> _What this task involves_
Set down, word for word, the stretch of lines from the one containing "the concrete driveway" to the end of the records below.

Provided data Block Start

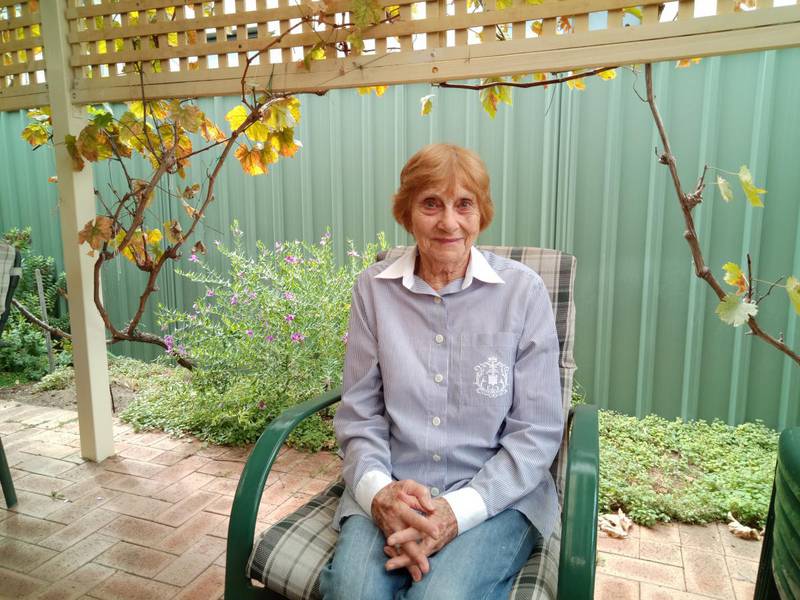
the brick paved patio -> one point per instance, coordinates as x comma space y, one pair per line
151, 522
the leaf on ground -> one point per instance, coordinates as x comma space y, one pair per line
735, 277
752, 192
724, 189
615, 525
95, 232
793, 289
742, 531
734, 311
426, 103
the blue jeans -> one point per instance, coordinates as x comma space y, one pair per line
479, 564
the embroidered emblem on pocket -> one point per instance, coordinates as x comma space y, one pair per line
491, 378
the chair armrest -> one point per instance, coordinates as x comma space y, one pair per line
579, 521
242, 525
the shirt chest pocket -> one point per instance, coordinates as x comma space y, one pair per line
486, 368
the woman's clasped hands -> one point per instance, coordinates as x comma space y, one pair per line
415, 525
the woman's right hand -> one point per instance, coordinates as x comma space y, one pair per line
397, 507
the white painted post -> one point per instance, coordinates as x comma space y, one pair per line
76, 207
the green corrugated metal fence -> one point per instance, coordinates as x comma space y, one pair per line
573, 170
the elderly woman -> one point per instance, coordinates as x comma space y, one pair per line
451, 410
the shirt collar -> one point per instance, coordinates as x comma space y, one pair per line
478, 268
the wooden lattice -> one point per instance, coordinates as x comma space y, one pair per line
186, 48
22, 77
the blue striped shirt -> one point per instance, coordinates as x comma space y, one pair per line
457, 389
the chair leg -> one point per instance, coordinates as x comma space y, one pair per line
5, 479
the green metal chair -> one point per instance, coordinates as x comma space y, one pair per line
288, 556
10, 261
779, 567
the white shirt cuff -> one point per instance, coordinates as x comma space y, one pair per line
468, 506
370, 484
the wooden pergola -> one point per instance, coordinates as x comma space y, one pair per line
69, 53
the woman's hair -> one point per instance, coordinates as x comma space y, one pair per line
441, 166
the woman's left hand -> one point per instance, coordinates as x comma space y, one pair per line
445, 520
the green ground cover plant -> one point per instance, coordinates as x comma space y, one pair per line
655, 469
266, 335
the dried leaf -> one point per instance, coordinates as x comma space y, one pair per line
742, 531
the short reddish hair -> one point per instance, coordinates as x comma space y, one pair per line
441, 165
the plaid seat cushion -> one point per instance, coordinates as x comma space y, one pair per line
288, 557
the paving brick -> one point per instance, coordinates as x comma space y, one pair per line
185, 536
608, 587
209, 585
654, 592
78, 530
626, 546
222, 468
41, 484
737, 547
669, 554
16, 585
22, 556
135, 559
73, 558
124, 586
136, 506
137, 531
184, 487
183, 510
641, 570
193, 562
76, 584
706, 573
704, 537
28, 529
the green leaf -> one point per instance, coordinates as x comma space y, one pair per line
793, 289
752, 192
725, 189
734, 311
427, 104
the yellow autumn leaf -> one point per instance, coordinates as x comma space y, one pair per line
735, 277
724, 189
793, 289
752, 192
426, 103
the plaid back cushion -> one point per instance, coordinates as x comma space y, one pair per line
288, 557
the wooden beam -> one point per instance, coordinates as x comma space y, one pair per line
76, 207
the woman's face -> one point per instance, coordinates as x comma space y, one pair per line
445, 223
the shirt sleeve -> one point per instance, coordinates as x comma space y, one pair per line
534, 425
361, 426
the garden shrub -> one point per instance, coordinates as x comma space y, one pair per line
693, 472
265, 336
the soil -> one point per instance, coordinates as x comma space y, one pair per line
120, 396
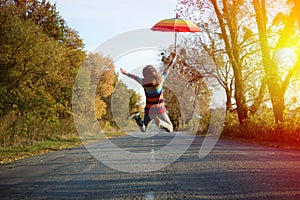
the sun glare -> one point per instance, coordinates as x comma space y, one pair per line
285, 57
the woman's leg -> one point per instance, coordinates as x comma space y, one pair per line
164, 121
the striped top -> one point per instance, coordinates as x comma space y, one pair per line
154, 94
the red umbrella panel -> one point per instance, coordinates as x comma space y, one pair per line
175, 25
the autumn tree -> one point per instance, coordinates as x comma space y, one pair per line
276, 88
37, 69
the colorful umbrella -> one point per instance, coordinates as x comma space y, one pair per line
175, 25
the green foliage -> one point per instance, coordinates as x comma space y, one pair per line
39, 58
21, 131
263, 128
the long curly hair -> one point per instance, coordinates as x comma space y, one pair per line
151, 76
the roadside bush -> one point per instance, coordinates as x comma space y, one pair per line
263, 127
21, 131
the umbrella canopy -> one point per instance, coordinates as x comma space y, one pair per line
175, 25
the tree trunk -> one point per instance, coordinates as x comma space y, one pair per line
271, 70
231, 46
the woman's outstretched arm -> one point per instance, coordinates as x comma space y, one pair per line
170, 65
138, 79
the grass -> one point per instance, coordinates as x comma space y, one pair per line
21, 137
11, 154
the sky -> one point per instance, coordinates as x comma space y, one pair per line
98, 21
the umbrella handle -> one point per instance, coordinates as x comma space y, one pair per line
175, 42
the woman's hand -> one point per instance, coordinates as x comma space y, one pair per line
123, 71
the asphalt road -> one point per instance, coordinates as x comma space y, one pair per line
232, 170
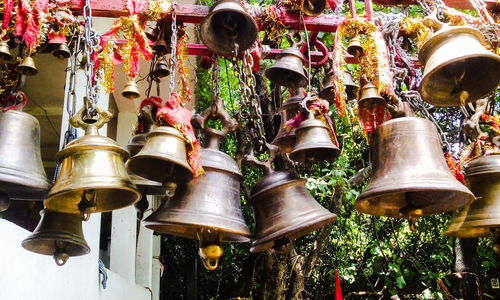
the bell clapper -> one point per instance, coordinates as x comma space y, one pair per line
210, 247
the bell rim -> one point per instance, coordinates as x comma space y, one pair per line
306, 227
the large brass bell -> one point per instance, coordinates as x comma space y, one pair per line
312, 8
228, 29
482, 217
288, 70
284, 139
314, 142
458, 69
410, 176
92, 177
22, 176
62, 51
5, 54
131, 90
284, 210
59, 235
27, 66
163, 158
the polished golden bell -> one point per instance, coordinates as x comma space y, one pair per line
59, 235
228, 29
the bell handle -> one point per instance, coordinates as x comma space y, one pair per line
90, 128
216, 111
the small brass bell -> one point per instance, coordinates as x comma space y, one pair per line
410, 176
59, 235
22, 176
5, 54
354, 48
314, 142
284, 210
284, 139
131, 91
312, 8
161, 68
92, 177
228, 29
288, 70
370, 97
163, 158
482, 216
458, 69
27, 66
62, 51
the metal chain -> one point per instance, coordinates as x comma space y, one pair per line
91, 42
173, 47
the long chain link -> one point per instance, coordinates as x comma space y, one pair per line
173, 47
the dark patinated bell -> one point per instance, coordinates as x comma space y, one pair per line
288, 70
22, 176
228, 29
284, 139
163, 158
284, 209
62, 51
410, 175
59, 235
482, 217
5, 54
314, 142
27, 66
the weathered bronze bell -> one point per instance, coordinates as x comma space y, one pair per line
313, 142
370, 97
354, 48
27, 66
288, 70
5, 54
62, 51
92, 177
284, 139
163, 158
284, 209
228, 29
458, 69
57, 234
312, 8
22, 176
410, 176
482, 216
209, 201
161, 68
131, 90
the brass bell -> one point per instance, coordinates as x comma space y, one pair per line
410, 177
482, 216
312, 8
284, 139
131, 90
5, 54
284, 210
369, 97
458, 69
204, 202
22, 176
354, 48
59, 235
288, 70
92, 177
228, 29
27, 66
163, 158
314, 142
161, 68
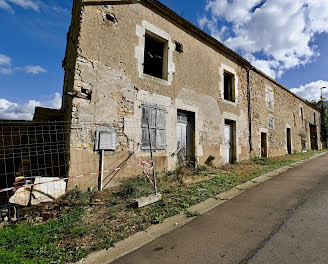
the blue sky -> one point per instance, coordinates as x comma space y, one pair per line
284, 38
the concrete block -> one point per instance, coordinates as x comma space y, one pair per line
141, 202
246, 185
229, 194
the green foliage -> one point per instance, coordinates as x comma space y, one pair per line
191, 213
29, 243
261, 161
43, 243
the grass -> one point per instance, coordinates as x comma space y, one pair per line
94, 221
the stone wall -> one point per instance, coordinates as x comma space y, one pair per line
105, 83
286, 114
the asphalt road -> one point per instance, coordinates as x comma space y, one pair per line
283, 220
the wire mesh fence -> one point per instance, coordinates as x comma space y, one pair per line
46, 166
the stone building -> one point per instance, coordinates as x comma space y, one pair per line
134, 64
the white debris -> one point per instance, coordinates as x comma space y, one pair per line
50, 189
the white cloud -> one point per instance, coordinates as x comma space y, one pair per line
311, 91
4, 5
4, 60
56, 102
5, 64
26, 4
282, 31
6, 67
34, 69
9, 110
13, 111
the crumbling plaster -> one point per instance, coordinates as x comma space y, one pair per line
106, 84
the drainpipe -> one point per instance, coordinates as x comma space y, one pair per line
249, 110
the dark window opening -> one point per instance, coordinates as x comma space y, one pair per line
154, 57
229, 93
178, 47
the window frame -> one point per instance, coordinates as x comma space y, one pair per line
164, 42
270, 118
153, 31
224, 69
269, 98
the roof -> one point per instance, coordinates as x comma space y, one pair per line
196, 30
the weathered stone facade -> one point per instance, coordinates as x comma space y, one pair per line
105, 82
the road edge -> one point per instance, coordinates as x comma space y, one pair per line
153, 232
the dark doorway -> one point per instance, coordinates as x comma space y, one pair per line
289, 141
155, 53
264, 145
186, 136
313, 137
229, 142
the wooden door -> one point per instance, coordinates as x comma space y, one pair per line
182, 140
313, 136
264, 147
228, 144
289, 141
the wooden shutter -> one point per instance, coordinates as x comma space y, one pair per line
161, 129
148, 115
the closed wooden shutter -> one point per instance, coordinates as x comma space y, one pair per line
161, 129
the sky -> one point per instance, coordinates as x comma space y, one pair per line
286, 39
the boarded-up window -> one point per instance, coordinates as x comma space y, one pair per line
269, 99
155, 115
229, 91
270, 122
155, 56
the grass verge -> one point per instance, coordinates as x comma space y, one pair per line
91, 222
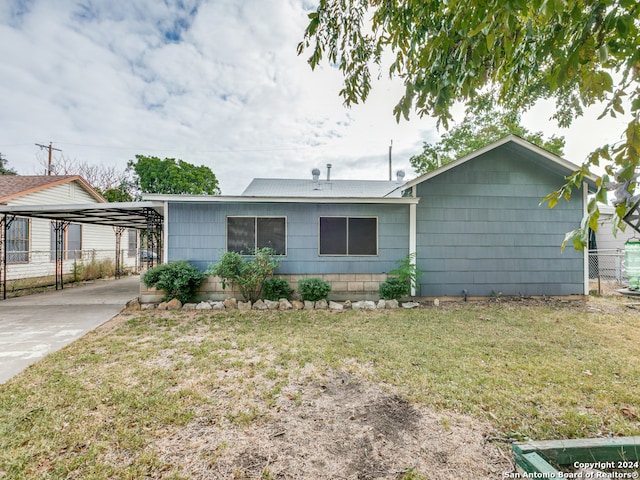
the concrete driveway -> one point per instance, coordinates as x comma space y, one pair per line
36, 325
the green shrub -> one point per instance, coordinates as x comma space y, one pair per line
394, 288
276, 288
178, 279
401, 279
313, 289
248, 275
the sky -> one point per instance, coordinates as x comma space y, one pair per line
212, 82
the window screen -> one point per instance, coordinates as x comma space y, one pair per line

Provided data Block End

> _Task solution_
the concrete driveway -> one point per instance, coordinates as x comma space y, one pair per line
36, 325
the green shrub -> one point per instance, coordinates as x comma space y, one pair per line
394, 288
276, 288
178, 279
401, 279
313, 289
248, 275
the sky -> one point per instance, coordinates as x comma space y, one pair per line
212, 82
the window screen -> one point per instance, coordinates as x comma space y, one pair per line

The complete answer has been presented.